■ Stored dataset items
* * * * *

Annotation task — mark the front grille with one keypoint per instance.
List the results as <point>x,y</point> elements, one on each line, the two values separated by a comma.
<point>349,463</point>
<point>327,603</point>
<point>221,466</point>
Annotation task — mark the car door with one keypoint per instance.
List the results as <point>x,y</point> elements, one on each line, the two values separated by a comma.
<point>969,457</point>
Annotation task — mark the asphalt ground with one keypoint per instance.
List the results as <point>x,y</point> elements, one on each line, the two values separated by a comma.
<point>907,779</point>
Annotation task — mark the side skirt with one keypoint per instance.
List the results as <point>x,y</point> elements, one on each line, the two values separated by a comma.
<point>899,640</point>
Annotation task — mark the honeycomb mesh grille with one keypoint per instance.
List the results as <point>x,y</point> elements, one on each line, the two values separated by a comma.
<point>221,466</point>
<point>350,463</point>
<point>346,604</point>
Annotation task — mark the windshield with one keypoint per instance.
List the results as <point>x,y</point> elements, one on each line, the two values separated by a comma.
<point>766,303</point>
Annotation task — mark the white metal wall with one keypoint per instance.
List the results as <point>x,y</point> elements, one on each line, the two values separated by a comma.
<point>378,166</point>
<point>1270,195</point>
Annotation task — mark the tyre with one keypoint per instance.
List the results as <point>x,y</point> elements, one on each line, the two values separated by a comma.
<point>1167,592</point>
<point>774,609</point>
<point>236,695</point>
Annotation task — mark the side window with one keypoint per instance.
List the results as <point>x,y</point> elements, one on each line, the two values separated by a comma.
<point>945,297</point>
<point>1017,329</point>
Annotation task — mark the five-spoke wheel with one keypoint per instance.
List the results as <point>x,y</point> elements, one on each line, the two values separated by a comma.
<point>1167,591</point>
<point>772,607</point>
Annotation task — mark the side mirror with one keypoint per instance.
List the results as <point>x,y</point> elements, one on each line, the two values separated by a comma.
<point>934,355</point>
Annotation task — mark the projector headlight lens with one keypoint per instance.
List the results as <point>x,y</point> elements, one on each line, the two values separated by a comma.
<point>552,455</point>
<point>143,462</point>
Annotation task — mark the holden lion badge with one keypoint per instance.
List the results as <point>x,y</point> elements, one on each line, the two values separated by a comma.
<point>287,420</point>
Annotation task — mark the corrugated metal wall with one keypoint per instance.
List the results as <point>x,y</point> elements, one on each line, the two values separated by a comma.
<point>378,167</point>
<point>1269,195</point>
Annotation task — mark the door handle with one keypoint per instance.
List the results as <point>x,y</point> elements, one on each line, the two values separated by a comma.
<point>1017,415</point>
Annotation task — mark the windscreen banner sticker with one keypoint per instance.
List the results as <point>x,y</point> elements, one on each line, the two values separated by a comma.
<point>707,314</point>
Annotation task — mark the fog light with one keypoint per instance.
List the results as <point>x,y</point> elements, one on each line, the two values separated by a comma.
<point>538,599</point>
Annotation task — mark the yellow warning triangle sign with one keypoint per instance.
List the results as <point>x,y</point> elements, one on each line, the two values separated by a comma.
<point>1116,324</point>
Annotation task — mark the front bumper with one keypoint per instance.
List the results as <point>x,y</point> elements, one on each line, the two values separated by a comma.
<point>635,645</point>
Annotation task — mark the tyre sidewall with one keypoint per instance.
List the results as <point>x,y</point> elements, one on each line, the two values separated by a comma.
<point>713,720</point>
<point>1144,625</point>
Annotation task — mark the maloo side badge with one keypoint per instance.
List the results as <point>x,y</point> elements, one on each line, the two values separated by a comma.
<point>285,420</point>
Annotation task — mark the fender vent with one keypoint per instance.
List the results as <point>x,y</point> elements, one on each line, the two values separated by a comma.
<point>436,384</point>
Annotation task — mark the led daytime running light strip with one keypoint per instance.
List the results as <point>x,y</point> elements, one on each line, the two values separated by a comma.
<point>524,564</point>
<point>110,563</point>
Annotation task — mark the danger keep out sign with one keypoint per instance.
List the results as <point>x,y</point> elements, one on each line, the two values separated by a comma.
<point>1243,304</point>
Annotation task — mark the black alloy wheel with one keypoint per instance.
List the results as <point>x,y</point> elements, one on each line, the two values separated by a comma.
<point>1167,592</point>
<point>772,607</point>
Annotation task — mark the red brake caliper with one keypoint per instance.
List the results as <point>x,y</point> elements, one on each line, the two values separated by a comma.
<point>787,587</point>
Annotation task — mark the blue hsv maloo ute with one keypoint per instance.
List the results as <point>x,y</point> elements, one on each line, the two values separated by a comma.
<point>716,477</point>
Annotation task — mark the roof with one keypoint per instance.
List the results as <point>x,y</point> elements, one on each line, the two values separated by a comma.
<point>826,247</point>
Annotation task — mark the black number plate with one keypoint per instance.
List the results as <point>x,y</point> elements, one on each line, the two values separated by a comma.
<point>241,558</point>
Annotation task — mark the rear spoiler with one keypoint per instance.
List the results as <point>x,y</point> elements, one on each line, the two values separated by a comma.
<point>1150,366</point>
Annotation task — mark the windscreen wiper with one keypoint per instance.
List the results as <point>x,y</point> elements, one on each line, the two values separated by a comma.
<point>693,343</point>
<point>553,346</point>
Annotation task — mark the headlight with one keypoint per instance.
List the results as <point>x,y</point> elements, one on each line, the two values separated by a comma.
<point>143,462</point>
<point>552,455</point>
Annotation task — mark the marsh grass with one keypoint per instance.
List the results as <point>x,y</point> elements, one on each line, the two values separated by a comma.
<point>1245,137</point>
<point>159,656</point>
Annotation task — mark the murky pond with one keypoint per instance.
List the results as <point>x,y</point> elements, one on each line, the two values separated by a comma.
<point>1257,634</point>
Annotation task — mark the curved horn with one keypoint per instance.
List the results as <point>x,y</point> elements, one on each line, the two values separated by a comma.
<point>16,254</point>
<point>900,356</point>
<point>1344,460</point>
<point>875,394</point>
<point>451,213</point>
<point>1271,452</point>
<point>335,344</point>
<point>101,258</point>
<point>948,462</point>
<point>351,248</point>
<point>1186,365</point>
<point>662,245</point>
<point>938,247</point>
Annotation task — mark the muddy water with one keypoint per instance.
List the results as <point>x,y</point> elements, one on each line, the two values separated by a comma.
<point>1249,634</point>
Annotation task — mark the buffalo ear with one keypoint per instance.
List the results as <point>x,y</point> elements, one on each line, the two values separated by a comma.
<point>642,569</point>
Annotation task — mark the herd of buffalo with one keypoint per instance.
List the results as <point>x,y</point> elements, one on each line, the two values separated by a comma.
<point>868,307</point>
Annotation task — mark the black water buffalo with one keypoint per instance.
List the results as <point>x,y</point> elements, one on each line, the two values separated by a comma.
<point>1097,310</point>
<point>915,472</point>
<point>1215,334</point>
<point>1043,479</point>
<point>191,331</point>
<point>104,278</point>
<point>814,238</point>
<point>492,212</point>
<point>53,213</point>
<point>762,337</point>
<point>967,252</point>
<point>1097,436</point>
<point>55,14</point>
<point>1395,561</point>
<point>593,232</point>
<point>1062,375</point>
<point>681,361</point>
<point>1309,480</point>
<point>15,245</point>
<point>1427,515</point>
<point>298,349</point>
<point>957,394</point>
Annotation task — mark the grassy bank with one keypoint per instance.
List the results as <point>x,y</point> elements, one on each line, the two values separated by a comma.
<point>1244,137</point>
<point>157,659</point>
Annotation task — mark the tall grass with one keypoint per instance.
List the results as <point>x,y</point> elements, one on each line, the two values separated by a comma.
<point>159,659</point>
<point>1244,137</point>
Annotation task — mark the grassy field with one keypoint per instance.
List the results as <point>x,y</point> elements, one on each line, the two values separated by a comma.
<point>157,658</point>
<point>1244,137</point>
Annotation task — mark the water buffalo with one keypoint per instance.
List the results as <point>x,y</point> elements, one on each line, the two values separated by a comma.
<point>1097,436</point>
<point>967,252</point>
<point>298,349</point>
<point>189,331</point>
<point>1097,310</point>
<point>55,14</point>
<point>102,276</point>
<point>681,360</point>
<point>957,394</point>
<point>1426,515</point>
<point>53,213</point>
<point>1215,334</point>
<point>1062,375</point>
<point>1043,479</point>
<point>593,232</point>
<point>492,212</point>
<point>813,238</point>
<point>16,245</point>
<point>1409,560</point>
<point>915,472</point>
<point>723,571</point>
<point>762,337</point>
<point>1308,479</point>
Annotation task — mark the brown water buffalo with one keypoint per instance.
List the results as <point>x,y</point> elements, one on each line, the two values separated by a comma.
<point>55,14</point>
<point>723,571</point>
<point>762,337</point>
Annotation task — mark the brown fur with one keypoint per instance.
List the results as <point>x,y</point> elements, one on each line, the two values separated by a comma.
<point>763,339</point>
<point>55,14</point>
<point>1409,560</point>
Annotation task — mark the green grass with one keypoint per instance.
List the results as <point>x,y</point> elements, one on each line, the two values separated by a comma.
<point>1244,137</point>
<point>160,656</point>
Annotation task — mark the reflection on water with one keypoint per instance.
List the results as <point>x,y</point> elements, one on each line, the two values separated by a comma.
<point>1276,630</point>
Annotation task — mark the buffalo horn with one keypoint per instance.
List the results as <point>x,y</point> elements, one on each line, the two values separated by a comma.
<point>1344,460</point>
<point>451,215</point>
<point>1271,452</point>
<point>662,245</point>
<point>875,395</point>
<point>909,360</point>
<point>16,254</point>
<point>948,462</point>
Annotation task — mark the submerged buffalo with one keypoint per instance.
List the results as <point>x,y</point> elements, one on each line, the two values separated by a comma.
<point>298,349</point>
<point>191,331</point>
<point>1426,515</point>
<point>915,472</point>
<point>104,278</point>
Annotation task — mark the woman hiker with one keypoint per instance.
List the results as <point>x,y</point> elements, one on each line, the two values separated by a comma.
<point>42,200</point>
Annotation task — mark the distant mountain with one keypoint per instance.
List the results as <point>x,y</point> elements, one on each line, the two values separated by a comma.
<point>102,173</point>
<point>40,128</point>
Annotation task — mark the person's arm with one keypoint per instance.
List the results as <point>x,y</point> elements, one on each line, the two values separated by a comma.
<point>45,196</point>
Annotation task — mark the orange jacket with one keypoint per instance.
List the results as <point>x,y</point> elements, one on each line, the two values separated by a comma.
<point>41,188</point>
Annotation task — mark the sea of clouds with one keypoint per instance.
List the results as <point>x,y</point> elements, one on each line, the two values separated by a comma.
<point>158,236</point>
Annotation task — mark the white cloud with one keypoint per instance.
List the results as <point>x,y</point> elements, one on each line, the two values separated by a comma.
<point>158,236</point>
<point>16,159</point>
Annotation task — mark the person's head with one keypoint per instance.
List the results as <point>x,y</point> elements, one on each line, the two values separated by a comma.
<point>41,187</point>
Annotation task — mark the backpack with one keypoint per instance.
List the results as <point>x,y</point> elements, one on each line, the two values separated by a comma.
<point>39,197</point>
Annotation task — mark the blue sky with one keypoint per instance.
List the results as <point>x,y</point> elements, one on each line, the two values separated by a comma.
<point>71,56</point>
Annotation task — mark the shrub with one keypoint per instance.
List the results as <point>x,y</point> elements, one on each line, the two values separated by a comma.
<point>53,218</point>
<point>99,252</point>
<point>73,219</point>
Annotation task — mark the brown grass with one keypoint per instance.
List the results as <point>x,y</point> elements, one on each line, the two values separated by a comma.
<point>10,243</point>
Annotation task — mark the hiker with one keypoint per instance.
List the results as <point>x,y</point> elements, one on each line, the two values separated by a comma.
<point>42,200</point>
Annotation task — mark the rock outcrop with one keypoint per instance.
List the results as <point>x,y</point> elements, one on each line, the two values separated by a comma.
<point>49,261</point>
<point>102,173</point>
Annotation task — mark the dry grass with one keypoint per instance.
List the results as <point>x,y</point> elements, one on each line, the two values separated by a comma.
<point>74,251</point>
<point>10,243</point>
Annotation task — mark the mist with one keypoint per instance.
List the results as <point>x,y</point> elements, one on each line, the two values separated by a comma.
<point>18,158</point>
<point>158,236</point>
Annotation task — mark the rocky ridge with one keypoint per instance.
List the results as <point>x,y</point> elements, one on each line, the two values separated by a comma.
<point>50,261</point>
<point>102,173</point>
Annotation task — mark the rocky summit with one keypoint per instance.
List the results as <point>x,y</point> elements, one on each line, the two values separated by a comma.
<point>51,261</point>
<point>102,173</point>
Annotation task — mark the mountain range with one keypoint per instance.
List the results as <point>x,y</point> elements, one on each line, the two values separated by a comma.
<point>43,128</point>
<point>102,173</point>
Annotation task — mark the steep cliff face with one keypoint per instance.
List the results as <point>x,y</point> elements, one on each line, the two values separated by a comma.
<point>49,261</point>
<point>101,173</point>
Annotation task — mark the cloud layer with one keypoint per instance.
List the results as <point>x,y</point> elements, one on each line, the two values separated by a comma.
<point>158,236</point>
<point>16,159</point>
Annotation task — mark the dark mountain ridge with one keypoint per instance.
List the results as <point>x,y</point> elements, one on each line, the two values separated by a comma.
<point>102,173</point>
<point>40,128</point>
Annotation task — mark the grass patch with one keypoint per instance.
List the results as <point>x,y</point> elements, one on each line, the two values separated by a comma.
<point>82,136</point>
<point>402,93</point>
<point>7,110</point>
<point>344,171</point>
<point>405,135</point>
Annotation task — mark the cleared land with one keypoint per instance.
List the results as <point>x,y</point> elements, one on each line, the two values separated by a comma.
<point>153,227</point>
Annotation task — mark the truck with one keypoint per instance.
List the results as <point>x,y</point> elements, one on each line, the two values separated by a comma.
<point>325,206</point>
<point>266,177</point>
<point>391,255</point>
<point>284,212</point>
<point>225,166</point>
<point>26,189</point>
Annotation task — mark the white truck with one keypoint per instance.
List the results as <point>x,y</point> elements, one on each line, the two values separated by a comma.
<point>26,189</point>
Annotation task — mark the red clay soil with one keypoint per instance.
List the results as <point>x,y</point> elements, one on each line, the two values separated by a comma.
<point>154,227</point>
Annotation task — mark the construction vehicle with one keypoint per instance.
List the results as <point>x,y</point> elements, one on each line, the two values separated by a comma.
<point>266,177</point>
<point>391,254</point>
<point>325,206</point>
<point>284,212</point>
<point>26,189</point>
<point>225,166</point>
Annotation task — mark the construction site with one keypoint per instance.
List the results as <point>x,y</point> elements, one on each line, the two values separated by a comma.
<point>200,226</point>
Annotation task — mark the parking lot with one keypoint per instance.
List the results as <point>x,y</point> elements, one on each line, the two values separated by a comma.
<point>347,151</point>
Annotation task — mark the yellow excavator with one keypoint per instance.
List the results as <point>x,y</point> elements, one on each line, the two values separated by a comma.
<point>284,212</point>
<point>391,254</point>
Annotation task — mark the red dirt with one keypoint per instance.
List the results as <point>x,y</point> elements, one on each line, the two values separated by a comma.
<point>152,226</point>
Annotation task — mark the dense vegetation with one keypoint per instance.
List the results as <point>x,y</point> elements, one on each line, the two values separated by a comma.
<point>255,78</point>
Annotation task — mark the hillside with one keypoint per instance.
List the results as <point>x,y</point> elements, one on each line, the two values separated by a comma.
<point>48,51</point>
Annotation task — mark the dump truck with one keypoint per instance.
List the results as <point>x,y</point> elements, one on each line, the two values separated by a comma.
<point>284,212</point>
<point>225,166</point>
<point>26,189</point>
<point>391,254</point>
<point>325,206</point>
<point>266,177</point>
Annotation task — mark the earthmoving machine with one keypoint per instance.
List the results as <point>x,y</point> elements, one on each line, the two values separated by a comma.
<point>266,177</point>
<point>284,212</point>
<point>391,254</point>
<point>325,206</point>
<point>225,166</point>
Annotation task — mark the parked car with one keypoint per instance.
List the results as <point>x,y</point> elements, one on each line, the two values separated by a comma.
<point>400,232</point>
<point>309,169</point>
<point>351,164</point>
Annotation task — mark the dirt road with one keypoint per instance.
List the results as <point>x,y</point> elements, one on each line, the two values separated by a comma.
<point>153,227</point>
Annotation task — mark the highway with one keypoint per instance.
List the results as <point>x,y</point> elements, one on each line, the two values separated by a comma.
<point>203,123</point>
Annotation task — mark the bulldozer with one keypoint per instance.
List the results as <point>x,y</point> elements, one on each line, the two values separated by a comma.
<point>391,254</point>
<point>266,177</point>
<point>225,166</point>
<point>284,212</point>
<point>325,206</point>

* * * * *

■ The request
Starting at the beginning of the material and ending at the line that contains "<point>907,779</point>", rename "keypoint" to "marker" and write those lines out again with nothing else altered.

■ Worked solution
Annotation task — mark the front grille with one marker per instance.
List the results as <point>x,y</point> elements, one on each line, the two values separated by a comma.
<point>349,463</point>
<point>327,603</point>
<point>221,466</point>
Annotation task — mark the car door with one marker per instance.
List the results as <point>x,y</point> elements, one on each line, the two values separated by a comma.
<point>969,457</point>
Annotation task — mark the asphalt ground with one marker per instance.
List the results as <point>x,y</point> elements, one on each line, the two values separated by a comma.
<point>907,779</point>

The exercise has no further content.